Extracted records
◇ ◇ ◇ ◇ ◇ ◇ ◇
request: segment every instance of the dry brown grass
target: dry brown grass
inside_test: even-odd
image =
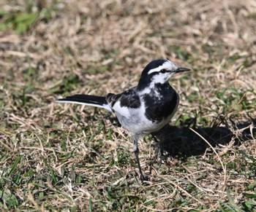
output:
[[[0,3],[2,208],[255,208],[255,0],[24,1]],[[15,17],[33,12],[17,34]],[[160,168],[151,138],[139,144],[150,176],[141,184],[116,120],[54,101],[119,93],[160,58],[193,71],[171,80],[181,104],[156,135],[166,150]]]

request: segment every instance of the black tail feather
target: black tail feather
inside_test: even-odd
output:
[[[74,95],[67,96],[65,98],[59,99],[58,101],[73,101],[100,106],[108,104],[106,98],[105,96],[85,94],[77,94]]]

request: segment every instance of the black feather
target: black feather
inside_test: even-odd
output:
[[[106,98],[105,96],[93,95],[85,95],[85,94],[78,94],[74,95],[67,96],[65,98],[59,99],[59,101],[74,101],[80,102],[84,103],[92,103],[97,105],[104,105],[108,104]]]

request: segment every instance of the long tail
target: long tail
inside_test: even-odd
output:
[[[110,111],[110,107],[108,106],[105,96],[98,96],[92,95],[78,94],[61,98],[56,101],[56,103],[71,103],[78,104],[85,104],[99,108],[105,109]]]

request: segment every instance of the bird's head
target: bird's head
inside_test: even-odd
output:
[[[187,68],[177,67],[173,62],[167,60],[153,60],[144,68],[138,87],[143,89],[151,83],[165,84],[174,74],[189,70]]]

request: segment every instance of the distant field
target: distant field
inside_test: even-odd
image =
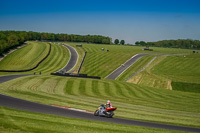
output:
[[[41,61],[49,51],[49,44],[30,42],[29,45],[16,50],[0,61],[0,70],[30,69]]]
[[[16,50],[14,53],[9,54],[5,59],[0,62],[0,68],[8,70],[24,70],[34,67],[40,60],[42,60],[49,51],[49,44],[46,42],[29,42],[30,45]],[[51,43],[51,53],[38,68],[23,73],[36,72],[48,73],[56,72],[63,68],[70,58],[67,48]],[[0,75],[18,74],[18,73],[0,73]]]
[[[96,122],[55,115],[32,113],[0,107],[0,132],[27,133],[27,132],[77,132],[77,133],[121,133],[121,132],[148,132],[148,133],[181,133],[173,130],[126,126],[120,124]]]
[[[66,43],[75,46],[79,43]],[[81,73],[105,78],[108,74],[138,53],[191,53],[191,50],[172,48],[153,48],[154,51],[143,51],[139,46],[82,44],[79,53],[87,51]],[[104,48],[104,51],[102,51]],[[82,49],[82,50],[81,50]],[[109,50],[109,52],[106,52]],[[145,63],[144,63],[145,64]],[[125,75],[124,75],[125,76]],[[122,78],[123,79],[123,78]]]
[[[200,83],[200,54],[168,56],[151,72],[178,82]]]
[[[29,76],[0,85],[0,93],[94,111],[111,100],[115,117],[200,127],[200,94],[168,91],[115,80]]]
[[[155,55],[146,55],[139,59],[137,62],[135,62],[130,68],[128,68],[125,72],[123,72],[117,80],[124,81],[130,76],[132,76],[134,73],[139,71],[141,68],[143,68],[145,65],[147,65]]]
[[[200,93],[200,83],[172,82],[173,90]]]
◇ ◇ ◇ ◇ ◇ ◇ ◇
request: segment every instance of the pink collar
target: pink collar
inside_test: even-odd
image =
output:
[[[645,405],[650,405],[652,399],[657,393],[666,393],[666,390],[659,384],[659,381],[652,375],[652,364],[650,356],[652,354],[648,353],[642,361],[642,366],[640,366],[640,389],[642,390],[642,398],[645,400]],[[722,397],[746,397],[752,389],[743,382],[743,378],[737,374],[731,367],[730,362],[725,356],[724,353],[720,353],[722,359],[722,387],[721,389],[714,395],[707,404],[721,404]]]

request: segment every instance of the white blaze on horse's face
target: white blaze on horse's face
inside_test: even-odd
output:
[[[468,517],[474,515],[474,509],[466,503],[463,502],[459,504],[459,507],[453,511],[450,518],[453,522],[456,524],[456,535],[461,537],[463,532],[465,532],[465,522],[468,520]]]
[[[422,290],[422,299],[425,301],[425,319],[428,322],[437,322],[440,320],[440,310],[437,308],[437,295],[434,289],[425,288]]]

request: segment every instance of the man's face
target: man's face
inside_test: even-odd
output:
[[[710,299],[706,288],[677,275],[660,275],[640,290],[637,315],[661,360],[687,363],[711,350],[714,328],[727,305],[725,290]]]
◇ ◇ ◇ ◇ ◇ ◇ ◇
▶ CHALLENGE
List every line in the data above that contains the word "feather". Case counts.

▶ TASK ANSWER
request: segment every instance of the black tail feather
target: black tail feather
request: segment every instance of the black feather
target: black feather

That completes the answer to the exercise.